**QUESTIONS D'ÉTUDE:**
• a. Résumez en deux phrases le paragraphe de l'extrait sur les expériences de mort imminente qui commence par « Le mystère des EMI », en conservant ses faits essentiels.
• b. Réécrivez le passage de l'extrait sur les expériences de mort imminente allant de « Et voilà que » jusqu'à « phénomène depuis 1975. », en remplaçant « ouvrage » par « livre ».

#### EXTRAIT DU DOCUMENT

Comme Marc*, par exemple. Avant sa retraite, ce pharmacien travaillait dans un hôpital universitaire romand et n’a rien d’un adepte du New Age. Il y a de nombreuses années, il est opéré du cœur en urgence. «J’étais aux soins intensifs quand j’ai commencé à monter lentement au-dessus du lit où mon corps reposait. Puis je me suis retrouvé sur une sorte de toboggan horizontal, je me sentais de plus en plus triste quand j’ai été attiré par une lumière et de la chaleur, j’étais bien, apaisé. » Quand Marc se réveille, l’épisode lui revient. «J’ai réagi en scientifique. C’était simplement des hallucinations dues aux médicaments. »
Et voilà que des années après, «j’apprends que j’ai failli mourir ce jour-là». Puis, Marc lit, par hasard, un ouvrage consacré aux expériences de mort imminente (EMI, NDE en anglais), un phénomène dont il n’avait jamais entendu parler. La sortie du corps, un passage sombre, puis la lumière, le bien-être, l’impression de baigner dans le Grand Tout; la plupart des éléments de son «hallucination» y figurent. De toute évidence, Marc a vécu une EMI. Comme des millions de personnes dans le monde selon les scientifiques qui s’intéressent à ce phénomène depuis 1975.
Le mystère des EMI, c’est ce qui a conduit Sylvie Déthiollaz à fonder le centre Noêsis en 1999. «Je cherche à comprendre. En scientifique, sans a priori. S’agit-il d’un passage dans une autre dimension, dans l’au-delà? D’un phénomène purement physiologique? Pour l’instant, on n’a aucune explication convaincante. D’où ce lieu d’écoute en échange de témoignages qui alimentent nos recherches. »

########
#### DONNÉES FOURNIES

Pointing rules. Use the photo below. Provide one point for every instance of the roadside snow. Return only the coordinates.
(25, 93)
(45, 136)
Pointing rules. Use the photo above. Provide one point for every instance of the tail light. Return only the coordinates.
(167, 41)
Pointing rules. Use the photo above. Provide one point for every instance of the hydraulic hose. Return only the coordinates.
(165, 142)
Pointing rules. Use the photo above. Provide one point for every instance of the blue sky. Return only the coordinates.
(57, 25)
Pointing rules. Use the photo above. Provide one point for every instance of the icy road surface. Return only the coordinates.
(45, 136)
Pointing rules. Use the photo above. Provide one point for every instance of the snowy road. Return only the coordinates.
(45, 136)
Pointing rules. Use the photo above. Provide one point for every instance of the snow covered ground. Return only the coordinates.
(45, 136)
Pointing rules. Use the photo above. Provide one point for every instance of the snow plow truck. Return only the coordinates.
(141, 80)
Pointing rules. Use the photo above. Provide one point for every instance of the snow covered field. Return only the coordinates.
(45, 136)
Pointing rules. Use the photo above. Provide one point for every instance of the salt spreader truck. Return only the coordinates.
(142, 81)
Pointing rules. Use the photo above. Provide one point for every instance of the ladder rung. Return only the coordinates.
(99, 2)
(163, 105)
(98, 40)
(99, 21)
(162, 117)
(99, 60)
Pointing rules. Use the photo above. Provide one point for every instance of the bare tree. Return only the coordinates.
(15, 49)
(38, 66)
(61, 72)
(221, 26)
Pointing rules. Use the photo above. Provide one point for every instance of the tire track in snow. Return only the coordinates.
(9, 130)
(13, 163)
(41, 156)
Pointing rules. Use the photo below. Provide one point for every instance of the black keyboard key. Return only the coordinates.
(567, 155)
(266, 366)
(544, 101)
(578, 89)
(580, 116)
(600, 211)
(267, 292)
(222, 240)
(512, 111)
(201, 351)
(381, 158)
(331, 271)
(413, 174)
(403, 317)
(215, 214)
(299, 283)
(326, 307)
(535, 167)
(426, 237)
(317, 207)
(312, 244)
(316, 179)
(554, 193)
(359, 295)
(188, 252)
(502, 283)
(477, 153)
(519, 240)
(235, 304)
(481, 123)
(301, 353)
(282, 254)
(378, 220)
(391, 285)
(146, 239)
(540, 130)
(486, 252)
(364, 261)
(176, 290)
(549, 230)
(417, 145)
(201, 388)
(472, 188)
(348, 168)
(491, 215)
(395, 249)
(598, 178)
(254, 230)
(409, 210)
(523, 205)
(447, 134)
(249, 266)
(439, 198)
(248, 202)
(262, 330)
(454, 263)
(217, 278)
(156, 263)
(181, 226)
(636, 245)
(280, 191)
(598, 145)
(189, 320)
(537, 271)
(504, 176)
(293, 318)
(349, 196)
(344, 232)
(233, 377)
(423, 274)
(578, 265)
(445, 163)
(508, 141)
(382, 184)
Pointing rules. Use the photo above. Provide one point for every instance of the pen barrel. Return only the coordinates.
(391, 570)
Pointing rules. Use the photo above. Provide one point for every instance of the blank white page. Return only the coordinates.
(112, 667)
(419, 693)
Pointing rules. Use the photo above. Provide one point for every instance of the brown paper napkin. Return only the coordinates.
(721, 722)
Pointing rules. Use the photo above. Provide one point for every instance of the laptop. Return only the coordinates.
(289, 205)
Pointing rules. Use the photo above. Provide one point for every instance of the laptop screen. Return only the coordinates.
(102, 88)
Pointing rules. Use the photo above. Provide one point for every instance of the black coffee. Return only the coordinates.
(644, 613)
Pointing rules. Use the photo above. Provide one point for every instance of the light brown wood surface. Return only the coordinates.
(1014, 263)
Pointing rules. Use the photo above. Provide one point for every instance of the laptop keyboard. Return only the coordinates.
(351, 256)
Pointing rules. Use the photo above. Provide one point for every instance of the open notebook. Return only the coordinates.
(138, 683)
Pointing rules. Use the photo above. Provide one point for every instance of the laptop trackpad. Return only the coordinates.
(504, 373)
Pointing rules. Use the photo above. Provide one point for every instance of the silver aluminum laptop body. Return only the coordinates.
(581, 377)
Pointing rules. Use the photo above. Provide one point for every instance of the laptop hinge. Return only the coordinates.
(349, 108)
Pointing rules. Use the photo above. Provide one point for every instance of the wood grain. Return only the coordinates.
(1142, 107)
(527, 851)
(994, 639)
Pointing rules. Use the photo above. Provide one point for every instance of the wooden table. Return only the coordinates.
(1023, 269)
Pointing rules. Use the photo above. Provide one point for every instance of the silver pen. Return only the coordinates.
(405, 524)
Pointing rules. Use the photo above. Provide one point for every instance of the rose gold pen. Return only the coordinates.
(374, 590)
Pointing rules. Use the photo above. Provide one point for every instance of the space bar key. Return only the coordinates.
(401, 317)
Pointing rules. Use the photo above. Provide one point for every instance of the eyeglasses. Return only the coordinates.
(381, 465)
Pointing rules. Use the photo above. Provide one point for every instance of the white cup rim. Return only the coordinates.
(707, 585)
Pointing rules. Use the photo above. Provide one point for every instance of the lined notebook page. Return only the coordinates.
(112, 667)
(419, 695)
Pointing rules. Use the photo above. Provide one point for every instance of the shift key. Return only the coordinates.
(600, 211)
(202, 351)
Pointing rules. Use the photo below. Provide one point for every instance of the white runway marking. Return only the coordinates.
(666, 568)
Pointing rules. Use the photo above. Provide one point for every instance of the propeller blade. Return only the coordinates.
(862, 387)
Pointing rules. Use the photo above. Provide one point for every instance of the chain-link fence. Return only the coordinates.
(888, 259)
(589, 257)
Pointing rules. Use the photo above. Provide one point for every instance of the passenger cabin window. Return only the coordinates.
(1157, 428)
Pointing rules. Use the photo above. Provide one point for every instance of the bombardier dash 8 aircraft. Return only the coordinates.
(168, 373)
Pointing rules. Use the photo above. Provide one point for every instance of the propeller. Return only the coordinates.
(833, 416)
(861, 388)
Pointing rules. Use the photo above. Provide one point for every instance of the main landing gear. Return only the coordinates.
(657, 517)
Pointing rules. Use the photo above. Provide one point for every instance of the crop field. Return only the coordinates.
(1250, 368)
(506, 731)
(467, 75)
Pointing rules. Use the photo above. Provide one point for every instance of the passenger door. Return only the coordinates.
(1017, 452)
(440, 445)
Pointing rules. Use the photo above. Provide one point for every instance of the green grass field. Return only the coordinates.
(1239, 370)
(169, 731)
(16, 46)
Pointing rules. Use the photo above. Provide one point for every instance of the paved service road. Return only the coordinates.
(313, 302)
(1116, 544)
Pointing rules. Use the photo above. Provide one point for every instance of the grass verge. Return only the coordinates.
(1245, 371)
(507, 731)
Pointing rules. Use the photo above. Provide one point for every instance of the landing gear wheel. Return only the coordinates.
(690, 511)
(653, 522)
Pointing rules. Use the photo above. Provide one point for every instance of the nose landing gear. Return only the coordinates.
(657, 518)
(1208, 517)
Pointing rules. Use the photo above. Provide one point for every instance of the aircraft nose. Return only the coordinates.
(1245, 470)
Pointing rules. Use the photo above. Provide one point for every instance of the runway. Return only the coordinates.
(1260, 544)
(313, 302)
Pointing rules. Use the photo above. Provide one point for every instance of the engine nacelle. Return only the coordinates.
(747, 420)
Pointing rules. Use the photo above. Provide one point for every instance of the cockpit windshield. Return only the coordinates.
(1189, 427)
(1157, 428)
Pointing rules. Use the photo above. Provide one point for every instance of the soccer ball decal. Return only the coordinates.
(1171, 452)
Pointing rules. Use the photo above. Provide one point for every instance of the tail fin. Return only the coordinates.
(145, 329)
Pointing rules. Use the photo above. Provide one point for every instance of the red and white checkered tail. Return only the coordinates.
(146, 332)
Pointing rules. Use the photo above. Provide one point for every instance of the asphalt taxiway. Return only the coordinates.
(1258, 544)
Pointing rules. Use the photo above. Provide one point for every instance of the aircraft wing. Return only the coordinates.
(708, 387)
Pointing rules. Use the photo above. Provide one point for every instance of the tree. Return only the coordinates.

########

**LISTE DES CORRIGÉS:**
• a. Sylvie Déthiollaz a fondé le centre Noêsis en 1999 pour percer le mystère des EMI, avec une démarche scientifique et sans a priori, en se demandant s'il s'agit d'un passage dans une autre dimension ou d'un phénomène purement physiologique. Faute d'explication convaincante à ce jour, le centre offre un lieu d'écoute en échange de témoignages qui alimentent ses recherches.

• b.
Et voilà que des années après, «j’apprends que j’ai failli mourir ce jour-là». Puis, Marc lit, par hasard, un livre consacré aux expériences de mort imminente (EMI, NDE en anglais), un phénomène dont il n’avait jamais entendu parler. La sortie du corps, un passage sombre, puis la lumière, le bien-être, l’impression de baigner dans le Grand Tout; la plupart des éléments de son «hallucination» y figurent. De toute évidence, Marc a vécu une EMI. Comme des millions de personnes dans le monde selon les scientifiques qui s’intéressent à ce phénomène depuis 1975.